Output every line of the material below verbatim, keeping the original order.

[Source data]
◇ ◇ ◇ ◇ ◇ ◇ ◇

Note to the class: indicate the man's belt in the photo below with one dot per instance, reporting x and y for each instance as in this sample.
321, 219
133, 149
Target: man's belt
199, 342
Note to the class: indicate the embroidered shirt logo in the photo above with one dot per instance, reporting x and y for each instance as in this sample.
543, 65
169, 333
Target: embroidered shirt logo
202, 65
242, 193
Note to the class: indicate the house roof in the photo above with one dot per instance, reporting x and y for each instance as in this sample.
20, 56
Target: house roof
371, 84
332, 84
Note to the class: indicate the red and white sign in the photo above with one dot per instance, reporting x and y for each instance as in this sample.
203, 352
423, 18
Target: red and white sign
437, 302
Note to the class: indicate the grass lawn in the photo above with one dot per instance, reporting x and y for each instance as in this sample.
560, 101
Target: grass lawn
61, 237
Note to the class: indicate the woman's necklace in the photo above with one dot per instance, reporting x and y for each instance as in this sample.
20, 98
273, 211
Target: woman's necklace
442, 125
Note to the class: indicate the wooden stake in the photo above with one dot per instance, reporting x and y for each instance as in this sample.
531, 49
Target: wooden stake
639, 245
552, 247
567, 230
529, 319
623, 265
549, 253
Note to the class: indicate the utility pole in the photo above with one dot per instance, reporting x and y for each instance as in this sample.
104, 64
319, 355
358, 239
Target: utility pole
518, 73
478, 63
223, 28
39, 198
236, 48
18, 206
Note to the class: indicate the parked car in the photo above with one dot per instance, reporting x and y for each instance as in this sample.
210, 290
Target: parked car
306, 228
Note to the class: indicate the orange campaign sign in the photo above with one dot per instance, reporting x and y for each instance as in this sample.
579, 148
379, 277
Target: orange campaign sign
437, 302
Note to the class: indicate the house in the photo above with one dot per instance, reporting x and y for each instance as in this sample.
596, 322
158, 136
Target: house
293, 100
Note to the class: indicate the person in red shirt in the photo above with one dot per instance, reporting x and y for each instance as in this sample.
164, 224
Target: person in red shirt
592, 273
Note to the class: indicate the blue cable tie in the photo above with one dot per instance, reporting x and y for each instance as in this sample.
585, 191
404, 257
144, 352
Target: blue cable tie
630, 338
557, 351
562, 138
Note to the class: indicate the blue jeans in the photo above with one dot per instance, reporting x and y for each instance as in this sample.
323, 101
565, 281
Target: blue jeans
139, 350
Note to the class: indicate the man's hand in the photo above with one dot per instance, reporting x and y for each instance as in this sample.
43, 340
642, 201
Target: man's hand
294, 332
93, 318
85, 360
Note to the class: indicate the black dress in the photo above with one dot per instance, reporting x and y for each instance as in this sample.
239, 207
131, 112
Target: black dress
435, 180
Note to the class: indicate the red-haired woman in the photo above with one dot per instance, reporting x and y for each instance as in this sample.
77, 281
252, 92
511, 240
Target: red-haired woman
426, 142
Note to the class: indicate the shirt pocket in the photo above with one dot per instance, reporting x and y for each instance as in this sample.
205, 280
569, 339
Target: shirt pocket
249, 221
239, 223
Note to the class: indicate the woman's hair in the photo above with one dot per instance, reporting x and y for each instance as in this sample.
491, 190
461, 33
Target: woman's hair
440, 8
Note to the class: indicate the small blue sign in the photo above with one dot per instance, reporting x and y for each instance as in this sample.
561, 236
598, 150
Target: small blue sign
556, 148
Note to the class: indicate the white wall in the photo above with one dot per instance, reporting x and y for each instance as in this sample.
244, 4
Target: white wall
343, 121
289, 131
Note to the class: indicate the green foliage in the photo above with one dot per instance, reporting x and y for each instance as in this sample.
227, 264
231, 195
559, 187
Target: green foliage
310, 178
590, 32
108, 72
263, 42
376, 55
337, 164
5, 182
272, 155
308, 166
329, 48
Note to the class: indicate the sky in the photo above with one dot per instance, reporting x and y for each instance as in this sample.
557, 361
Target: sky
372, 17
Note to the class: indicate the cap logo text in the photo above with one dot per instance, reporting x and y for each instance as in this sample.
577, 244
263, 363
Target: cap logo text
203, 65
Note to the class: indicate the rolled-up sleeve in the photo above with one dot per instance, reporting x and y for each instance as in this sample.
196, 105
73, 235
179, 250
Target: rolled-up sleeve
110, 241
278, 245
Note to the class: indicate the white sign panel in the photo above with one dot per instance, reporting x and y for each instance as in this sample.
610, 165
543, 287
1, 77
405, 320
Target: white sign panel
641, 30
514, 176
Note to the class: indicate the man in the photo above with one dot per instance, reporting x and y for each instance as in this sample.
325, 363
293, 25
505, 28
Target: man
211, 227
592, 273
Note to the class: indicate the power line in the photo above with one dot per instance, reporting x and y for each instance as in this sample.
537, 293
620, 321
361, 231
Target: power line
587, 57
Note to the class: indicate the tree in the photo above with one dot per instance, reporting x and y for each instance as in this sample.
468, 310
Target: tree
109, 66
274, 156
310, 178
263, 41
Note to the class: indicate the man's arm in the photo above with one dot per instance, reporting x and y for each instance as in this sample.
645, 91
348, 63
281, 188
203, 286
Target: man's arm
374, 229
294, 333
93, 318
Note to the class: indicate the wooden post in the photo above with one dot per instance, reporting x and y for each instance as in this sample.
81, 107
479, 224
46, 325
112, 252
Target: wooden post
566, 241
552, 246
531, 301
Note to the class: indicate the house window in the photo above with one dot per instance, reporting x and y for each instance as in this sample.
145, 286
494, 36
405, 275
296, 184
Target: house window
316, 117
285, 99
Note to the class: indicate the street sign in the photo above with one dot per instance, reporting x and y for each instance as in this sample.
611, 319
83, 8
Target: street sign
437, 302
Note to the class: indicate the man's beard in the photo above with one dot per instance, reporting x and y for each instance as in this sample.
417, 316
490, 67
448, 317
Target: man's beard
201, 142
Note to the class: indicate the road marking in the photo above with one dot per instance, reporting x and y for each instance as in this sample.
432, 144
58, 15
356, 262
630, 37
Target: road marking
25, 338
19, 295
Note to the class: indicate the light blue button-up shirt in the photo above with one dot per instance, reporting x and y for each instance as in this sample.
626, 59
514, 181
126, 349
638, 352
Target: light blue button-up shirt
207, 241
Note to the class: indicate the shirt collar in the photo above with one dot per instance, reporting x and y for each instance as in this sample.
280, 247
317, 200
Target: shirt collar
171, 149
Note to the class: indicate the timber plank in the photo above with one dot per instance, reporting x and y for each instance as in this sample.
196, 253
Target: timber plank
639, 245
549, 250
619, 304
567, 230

◇ ◇ ◇ ◇ ◇ ◇ ◇

-- Answer to this exercise --
Note to the class: indicate the man's belt in the photo below with one dot per instance, reporting x and y for each instance as in this sample.
321, 219
133, 149
Target: man's belt
199, 342
Note to the class: indicate the embroidered shirt logo in the photo above with one dot per instance, reporting x and y for each instance as in this sample.
543, 65
169, 333
Target: embroidered shirt logo
202, 65
242, 193
Note to the class: indicate the house roof in the photo above with one dot per instance, reporting x and y for each instance as in this sample.
20, 56
Target: house roof
371, 84
332, 84
Note to the class: indicate the red and white sign in the photo above with one dot per instance, reporting x and y for each instance as in this sample.
203, 352
423, 18
Target: red and white sign
437, 302
Note to the class: indicate the grass lawn in the photo above with one dot per instance, reporting x and y for each instance as in this sample.
560, 101
Target: grass lawn
61, 237
Note to the class: indicate the woman's necklace in the photo above with one dot per instance, reporting x and y for each instance as in this sample.
20, 98
273, 211
Target: woman's necklace
442, 125
Note to the class: indicate the wooden stake in the photo above with one dot per instance, reporting x and y for each instance as in this sample.
531, 49
Target: wooden stake
639, 245
552, 247
567, 230
529, 319
623, 265
549, 253
Note to the class: indicate the utility pole in the photo above with one dot per instance, reporting x and y for each instance as in this sample.
104, 64
319, 355
358, 239
Target: utility pole
518, 73
478, 63
223, 28
39, 198
236, 48
18, 206
Note to the class: indicate the parked car in the photo above with one dot per instance, reporting x and y for each instance as in this sample.
210, 290
Target: parked car
306, 228
Note to the class: indicate the orange campaign sign in the photo above with one dot per instance, reporting x and y for each instance as in this sample.
579, 148
379, 277
Target: orange campaign sign
437, 302
Note to the class: indicate the house in the photo above with one dot per instance, reporting x and y for each instance as in this sample.
596, 322
158, 136
Target: house
293, 100
Note to the class: indicate the person in red shirt in the photo above with one dot per instance, reporting x and y for each instance as in this sample.
164, 224
Target: person in red shirt
592, 273
Note to the class: indicate the blue cable tie in the photo above with one dot per instance, reporting x and y for each instance as in this sample.
585, 191
404, 257
144, 352
Target: blue cable tie
630, 338
557, 351
562, 138
Note to the class: indicate the blue jeans in the photo above with one dot per instance, reporting x and y for each instance as in this sample.
323, 101
565, 281
Target: blue jeans
139, 350
Note to the class: indicate the man's hand in the photo above with one dot per instance, reporting x and y for each instance as in this sample.
43, 340
642, 201
Target: man's hand
294, 332
93, 318
85, 360
Note to the class: indicate the black dress in the photo above with one dot per instance, reporting x and y for each instance as in this sample.
239, 207
131, 112
Target: black dress
435, 180
Note to the class: indicate the red-haired woman in the photo above with one dot per instance, reporting x and y for each instance as in this sample.
77, 281
252, 92
511, 240
Target: red-haired woman
426, 142
Note to the class: indicate the shirt pocket in the photo above with one dot per instance, reporting x and y for each instance as in this sample.
205, 280
569, 339
Target: shirt pocket
249, 221
239, 223
Note to the class: indicate the woman's hair in the photo above with one dot per instance, reporting x and y for each instance as in this sample.
491, 190
461, 33
Target: woman's hair
440, 8
Note to the class: indicate the small blue sign in the photo above with one dot per instance, reporting x and y for each instance as in this sample.
561, 236
598, 150
Target: small blue sign
556, 148
Note to the class: indicate the white wall in the photo above with one dot per instance, reporting x and y for each instance as in this sample.
244, 4
Target: white wall
343, 121
289, 131
Note to the class: indicate the green foliage in the photo above with one dot per instance, reporting x and y for each instance as in this sample.
227, 264
231, 195
559, 187
Target: green foliage
310, 178
590, 32
108, 72
263, 42
376, 55
337, 164
5, 182
272, 155
308, 166
329, 48
Note to the class: indicate the sky in the photo above with one dot per instance, reporting x and y for each instance as in this sample.
557, 361
Target: sky
372, 17
Note to the class: indicate the cap logo text in the photo above with one dot per instance, reporting x and y for each instance as in this sample.
577, 244
263, 363
Target: cap logo text
203, 65
Note to the class: indicate the rolled-up sleeve in the photo above with one dot per instance, reporting x and y for each instance as in this sample.
196, 105
73, 235
179, 250
Target: rolled-up sleeve
110, 241
278, 245
Note to the class: indicate the white sign panel in the photo above with one dot per instance, reporting x and y for each instance as in this sample.
610, 165
543, 287
1, 77
405, 320
Target: white sign panel
641, 30
514, 176
Note to the class: indicate the man in the photo above with one dot per instance, reporting x and y for each instance as in this sample.
325, 363
293, 25
505, 28
Target: man
211, 227
592, 273
Note to the class: indicate the power line in the photo above with one dot per instance, reporting x and y for each instance as in this sample.
537, 293
620, 321
361, 231
Target: power line
587, 57
Note to the class: indicate the tree in the photo above with one dot per instance, reporting x and y for each instance as in this sample.
468, 310
Target: tree
109, 66
274, 156
310, 178
263, 41
Note to the class: indicate the man's arm in the photo above with one dot per instance, reporting x and y for each instance as in this sample.
645, 91
348, 63
281, 188
203, 286
Target: man's arm
374, 229
294, 333
93, 318
Note to the class: indicate the wooden post in the photo above with one dot per instance, reporting x and y for each instance as in this sample.
81, 107
479, 224
46, 325
112, 252
Target: wooden post
566, 241
552, 246
531, 301
Note to the class: indicate the house window in the photo above with one dot per instance, reporting x and y for each instance as in this sample.
145, 286
494, 36
405, 275
296, 184
Target: house window
316, 117
285, 99
Note to the class: indicate the street sign in the photo above with one dot per instance, reporting x and y for each instance as in this sample.
611, 319
83, 8
Target: street sign
437, 302
Note to the class: indicate the man's beard in the photo above with one dot per instance, reporting x and y for each instance as in this sample.
417, 316
490, 67
448, 317
Target: man's beard
201, 142
Note to the class: indicate the road marking in the photo above with one dot per instance, reporting x and y for each instance as in this sample.
432, 144
58, 15
356, 262
630, 37
Target: road marking
25, 338
19, 295
Note to the class: indicate the light blue button-up shirt in the photo above with one dot per instance, reporting x and y for each instance as in this sample.
626, 59
514, 181
126, 349
638, 352
Target: light blue button-up shirt
207, 241
Note to the class: indicate the shirt collar in the photo above with one dot per instance, reporting x and y for each instance as in this sample.
280, 247
317, 200
Target: shirt collar
171, 149
Note to the class: indicate the timber plank in the photo above with one dot per instance, reporting x and y for each instance as in this sample.
196, 253
Target: timber plank
639, 245
549, 250
619, 304
567, 230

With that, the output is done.